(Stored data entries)
<<<<
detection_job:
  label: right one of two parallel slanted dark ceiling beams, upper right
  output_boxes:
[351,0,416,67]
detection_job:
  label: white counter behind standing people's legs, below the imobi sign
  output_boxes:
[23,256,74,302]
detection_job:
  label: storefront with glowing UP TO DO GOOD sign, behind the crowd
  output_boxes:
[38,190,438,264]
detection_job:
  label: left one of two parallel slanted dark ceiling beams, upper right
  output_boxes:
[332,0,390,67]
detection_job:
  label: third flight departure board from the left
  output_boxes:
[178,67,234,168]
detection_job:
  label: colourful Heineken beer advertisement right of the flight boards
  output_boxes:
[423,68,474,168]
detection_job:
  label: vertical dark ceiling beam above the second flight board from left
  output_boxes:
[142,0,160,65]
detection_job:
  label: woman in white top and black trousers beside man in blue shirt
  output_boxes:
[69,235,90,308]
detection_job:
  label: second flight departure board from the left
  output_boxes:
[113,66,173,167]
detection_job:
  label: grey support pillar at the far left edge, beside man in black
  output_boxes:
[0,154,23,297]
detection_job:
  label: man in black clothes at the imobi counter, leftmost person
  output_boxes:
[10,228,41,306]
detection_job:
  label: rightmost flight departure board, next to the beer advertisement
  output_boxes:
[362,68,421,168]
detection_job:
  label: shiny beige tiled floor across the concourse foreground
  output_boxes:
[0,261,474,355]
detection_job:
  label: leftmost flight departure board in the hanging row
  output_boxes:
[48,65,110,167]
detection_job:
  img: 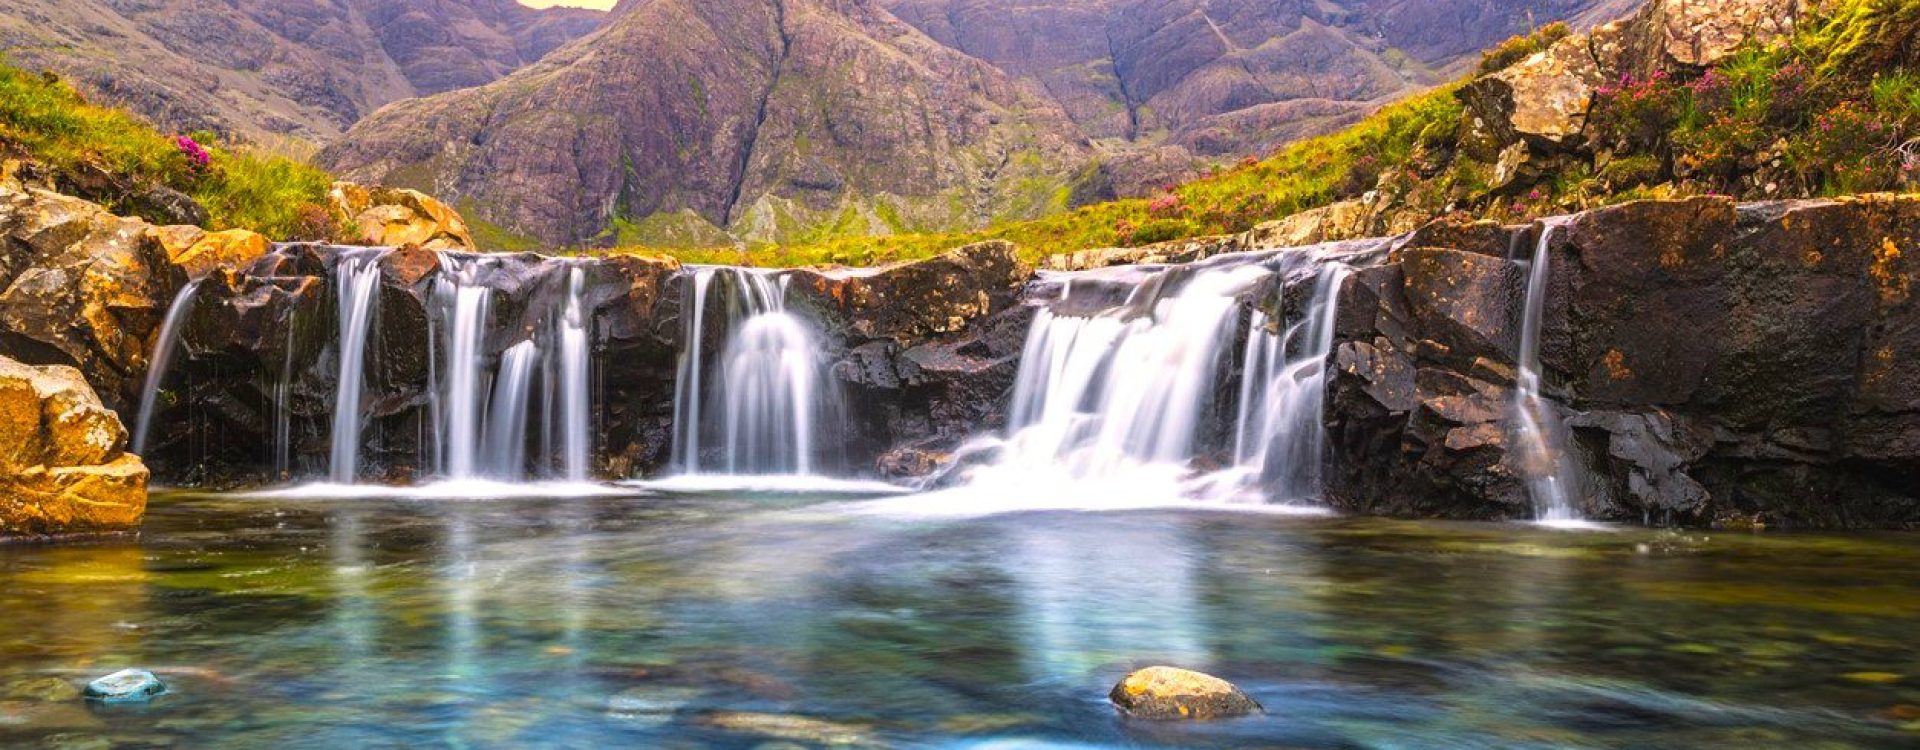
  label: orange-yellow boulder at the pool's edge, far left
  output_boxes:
[0,357,148,537]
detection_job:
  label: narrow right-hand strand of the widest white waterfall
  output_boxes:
[1235,263,1352,499]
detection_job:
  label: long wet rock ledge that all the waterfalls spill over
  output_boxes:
[0,167,1920,527]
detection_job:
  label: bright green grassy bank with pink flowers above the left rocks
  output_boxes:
[0,63,332,240]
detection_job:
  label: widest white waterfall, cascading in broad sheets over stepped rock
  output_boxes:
[936,242,1386,512]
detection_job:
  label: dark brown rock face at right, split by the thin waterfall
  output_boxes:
[1327,196,1920,527]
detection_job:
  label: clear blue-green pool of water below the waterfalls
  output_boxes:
[0,493,1920,748]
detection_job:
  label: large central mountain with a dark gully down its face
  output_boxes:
[319,0,1089,247]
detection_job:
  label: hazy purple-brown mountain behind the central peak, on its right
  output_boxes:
[883,0,1638,155]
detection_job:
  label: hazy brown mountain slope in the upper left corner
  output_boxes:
[0,0,607,140]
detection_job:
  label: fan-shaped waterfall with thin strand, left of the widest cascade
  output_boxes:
[674,269,839,476]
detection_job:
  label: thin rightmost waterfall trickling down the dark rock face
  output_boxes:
[1511,217,1580,524]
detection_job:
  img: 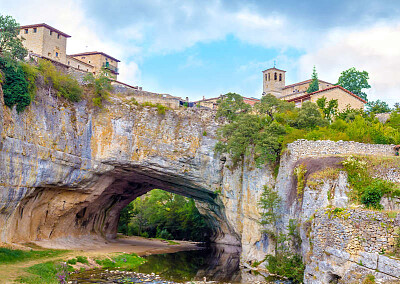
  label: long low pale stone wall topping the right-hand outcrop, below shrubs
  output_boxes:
[287,139,395,157]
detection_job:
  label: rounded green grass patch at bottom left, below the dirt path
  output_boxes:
[17,261,73,284]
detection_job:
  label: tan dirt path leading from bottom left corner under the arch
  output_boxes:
[0,237,197,283]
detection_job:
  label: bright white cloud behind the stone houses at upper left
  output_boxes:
[0,0,140,84]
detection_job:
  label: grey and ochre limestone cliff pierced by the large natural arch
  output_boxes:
[0,86,272,259]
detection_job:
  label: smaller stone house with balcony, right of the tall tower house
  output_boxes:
[68,51,120,80]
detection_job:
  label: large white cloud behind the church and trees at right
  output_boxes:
[299,22,400,104]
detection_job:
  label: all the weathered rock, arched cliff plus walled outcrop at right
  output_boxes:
[0,84,400,283]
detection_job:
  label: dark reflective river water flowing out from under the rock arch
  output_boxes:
[72,245,283,284]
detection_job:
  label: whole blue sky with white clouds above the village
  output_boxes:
[0,0,400,105]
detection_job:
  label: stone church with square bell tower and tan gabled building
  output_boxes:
[262,67,367,111]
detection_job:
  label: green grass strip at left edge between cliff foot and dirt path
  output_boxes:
[0,248,67,264]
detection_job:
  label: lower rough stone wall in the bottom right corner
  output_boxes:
[305,209,400,284]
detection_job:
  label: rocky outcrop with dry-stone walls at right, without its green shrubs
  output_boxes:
[275,140,400,284]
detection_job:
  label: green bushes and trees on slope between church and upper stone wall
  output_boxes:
[216,93,400,168]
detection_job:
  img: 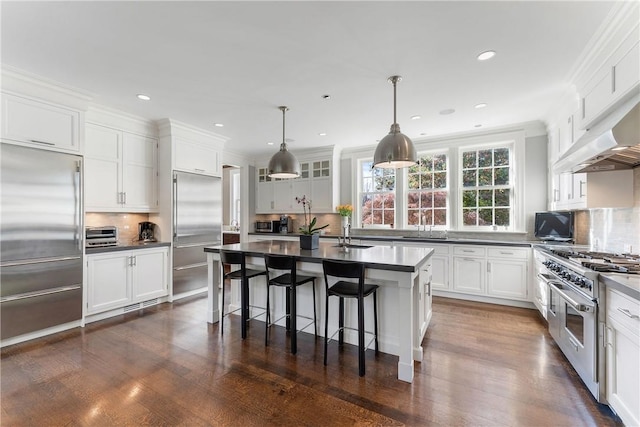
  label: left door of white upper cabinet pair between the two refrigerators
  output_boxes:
[84,124,122,212]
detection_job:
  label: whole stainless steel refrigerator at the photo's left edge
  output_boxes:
[0,143,83,340]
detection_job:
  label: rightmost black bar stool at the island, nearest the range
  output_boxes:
[322,260,378,377]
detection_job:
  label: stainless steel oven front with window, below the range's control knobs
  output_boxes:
[549,281,599,399]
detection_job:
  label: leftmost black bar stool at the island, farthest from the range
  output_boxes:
[220,251,267,339]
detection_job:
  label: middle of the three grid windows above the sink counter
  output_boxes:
[407,154,449,227]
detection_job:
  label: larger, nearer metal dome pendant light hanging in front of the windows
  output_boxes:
[373,76,418,169]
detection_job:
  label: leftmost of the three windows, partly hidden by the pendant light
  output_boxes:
[360,161,396,226]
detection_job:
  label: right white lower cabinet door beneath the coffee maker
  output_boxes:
[132,249,169,302]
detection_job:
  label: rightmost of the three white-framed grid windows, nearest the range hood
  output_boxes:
[461,147,513,227]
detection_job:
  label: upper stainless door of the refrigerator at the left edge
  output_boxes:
[0,143,83,263]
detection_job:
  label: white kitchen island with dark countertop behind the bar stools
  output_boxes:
[204,240,433,382]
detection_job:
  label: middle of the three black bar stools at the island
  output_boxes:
[264,254,318,354]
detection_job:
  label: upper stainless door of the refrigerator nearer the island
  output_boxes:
[173,172,222,246]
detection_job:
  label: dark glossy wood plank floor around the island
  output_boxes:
[0,298,618,426]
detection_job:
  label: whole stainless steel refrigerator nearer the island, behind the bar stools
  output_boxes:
[173,172,222,296]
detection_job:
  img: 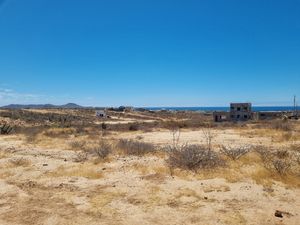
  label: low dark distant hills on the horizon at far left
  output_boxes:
[0,103,85,109]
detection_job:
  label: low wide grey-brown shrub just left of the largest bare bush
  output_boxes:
[118,139,156,156]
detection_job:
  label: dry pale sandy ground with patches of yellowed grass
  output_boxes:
[0,110,300,225]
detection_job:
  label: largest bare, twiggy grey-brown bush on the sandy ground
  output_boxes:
[167,145,224,171]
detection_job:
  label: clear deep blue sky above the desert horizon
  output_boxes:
[0,0,300,106]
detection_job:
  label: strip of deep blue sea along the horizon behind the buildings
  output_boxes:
[146,106,299,112]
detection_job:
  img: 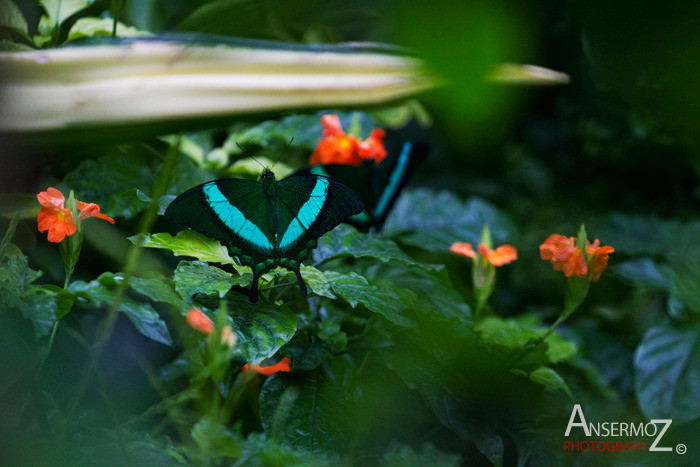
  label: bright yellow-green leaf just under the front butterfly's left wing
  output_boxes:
[129,230,233,264]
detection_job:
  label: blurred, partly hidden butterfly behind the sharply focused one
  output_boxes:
[293,141,428,230]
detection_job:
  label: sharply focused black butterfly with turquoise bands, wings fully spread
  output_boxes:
[165,170,364,302]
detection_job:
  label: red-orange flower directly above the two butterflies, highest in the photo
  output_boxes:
[309,115,386,165]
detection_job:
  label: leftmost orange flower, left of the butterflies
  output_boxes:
[36,187,114,243]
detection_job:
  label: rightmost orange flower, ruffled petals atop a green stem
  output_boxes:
[540,234,615,282]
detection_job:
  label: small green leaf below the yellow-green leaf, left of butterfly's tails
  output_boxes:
[173,261,239,303]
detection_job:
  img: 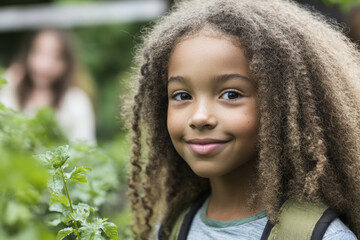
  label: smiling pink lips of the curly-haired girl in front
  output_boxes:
[186,138,229,155]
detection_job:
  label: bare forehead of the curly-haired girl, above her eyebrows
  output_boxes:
[168,35,250,85]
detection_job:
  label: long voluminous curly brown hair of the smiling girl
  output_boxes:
[129,0,360,239]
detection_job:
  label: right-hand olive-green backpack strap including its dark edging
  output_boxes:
[261,199,338,240]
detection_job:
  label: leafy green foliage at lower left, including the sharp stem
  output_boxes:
[0,74,129,240]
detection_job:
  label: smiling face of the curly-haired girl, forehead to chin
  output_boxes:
[167,35,259,178]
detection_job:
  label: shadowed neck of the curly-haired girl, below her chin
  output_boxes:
[207,161,264,221]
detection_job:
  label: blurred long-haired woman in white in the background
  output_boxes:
[0,29,95,143]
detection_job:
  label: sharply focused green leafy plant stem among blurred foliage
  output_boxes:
[37,146,118,240]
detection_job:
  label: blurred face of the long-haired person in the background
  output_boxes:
[27,31,66,87]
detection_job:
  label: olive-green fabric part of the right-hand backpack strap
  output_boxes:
[268,199,336,240]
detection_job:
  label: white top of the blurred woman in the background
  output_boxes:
[0,78,96,143]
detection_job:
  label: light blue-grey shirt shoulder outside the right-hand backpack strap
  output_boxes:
[323,218,357,240]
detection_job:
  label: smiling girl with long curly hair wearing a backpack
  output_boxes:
[129,0,360,240]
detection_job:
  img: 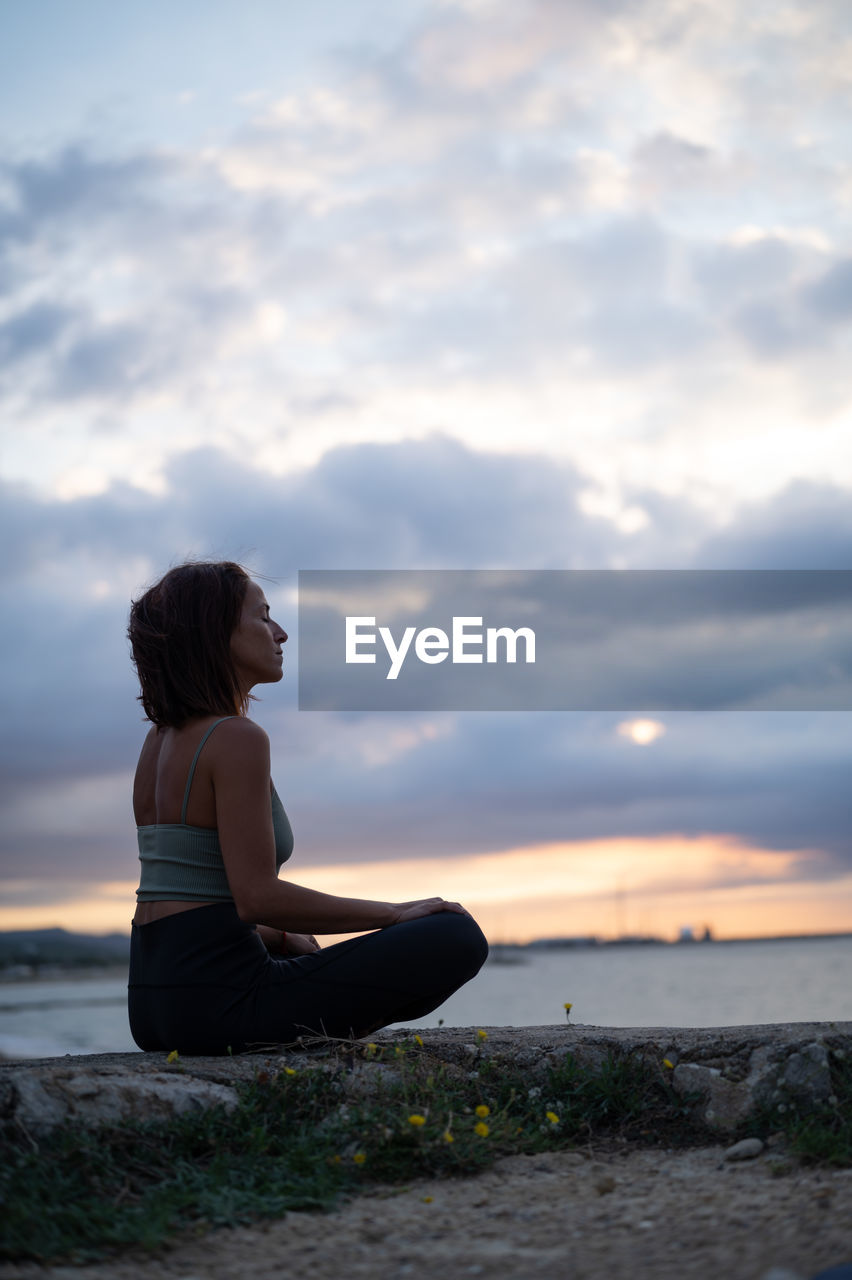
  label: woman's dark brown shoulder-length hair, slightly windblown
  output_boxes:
[127,561,249,728]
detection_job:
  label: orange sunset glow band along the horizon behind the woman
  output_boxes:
[0,836,852,942]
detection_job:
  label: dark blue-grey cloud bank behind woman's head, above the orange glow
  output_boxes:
[0,438,852,901]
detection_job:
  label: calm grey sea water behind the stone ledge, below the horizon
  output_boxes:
[0,934,852,1059]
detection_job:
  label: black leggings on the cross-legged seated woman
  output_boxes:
[128,902,489,1053]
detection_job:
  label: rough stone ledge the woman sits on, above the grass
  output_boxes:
[0,1023,852,1134]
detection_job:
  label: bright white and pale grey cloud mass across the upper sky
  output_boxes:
[0,3,852,500]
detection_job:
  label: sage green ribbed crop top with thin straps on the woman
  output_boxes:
[136,716,293,902]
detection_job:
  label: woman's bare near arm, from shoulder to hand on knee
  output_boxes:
[210,721,467,934]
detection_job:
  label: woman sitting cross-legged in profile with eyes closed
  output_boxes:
[128,562,487,1053]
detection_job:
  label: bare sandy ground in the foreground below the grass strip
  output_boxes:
[0,1146,852,1280]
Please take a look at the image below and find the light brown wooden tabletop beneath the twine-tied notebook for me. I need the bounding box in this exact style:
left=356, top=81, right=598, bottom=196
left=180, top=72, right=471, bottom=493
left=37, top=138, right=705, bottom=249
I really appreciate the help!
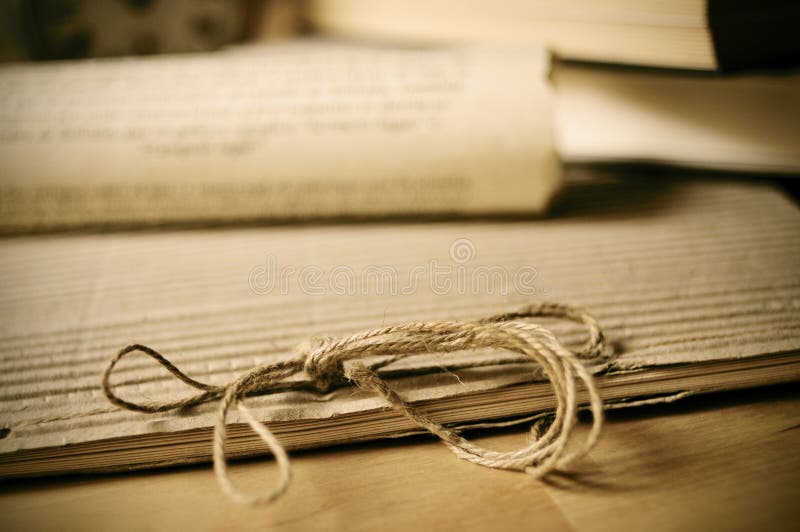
left=0, top=384, right=800, bottom=532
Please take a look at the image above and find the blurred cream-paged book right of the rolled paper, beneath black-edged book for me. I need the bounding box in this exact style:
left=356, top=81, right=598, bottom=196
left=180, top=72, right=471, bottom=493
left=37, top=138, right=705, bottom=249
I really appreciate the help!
left=551, top=62, right=800, bottom=174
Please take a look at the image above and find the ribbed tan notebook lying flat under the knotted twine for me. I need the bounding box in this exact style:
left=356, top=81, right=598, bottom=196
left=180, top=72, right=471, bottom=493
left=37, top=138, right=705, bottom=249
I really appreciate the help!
left=0, top=176, right=800, bottom=477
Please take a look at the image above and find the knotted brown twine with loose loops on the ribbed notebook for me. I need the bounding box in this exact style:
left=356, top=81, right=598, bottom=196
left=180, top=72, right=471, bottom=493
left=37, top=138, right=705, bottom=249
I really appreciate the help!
left=102, top=303, right=604, bottom=504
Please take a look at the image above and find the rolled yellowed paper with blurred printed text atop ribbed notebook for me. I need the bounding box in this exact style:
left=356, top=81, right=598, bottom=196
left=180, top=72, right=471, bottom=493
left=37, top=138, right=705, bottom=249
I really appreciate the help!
left=0, top=41, right=560, bottom=233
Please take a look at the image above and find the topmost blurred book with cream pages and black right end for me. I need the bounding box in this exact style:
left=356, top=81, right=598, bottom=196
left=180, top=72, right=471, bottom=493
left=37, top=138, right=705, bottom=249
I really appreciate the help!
left=306, top=0, right=800, bottom=70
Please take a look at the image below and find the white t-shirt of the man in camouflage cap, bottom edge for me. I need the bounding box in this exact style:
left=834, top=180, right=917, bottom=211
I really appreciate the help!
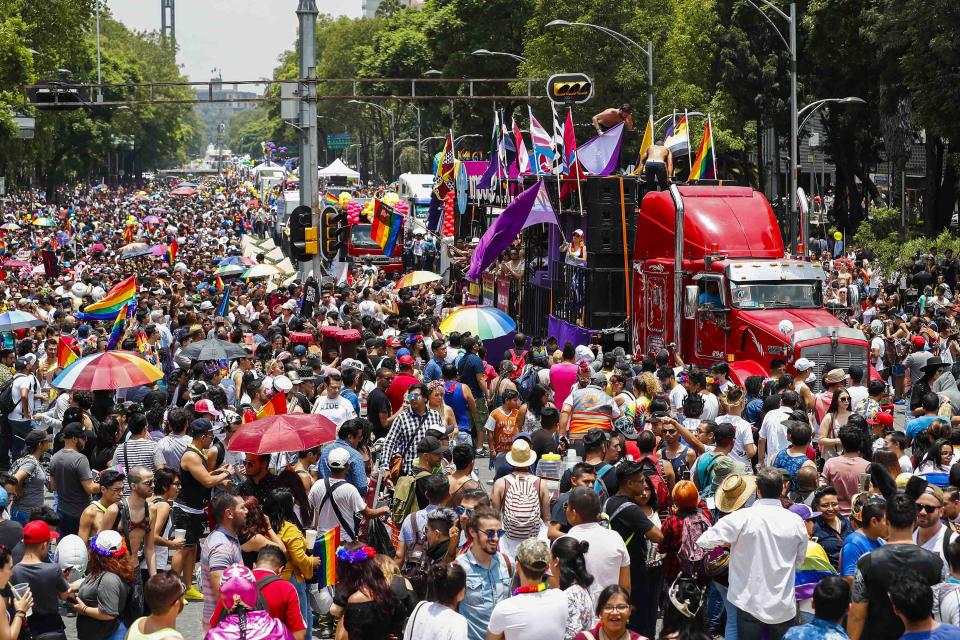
left=487, top=588, right=568, bottom=640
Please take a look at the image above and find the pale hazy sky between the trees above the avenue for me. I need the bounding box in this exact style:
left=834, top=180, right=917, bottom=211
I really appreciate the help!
left=106, top=0, right=360, bottom=82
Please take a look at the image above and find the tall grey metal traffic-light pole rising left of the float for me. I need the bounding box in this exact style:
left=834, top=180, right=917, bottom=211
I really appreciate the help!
left=297, top=0, right=323, bottom=281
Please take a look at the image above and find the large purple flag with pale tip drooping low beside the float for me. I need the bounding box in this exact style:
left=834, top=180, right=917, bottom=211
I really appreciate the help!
left=467, top=181, right=560, bottom=281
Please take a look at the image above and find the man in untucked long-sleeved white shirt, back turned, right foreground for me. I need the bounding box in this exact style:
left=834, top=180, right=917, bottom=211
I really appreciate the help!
left=697, top=467, right=807, bottom=640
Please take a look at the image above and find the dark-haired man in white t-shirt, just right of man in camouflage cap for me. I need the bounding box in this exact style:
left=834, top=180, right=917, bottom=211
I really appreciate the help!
left=566, top=487, right=630, bottom=604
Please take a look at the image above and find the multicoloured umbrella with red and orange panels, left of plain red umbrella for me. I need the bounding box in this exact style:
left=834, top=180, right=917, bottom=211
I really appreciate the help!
left=53, top=351, right=163, bottom=391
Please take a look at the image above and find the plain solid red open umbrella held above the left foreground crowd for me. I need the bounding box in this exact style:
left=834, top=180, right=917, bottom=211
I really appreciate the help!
left=227, top=413, right=337, bottom=453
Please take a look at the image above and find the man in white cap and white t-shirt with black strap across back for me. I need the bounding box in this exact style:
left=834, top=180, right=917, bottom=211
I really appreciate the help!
left=308, top=447, right=390, bottom=542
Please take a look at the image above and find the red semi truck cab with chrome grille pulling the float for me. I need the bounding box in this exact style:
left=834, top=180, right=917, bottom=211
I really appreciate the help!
left=632, top=185, right=869, bottom=386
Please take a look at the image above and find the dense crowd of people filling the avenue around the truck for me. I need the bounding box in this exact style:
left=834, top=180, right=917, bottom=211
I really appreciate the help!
left=0, top=178, right=960, bottom=640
>>>>
WORK REQUIRED:
Report only the number of lines in the data above that contain "mountain".

FINISHED EXERCISE:
3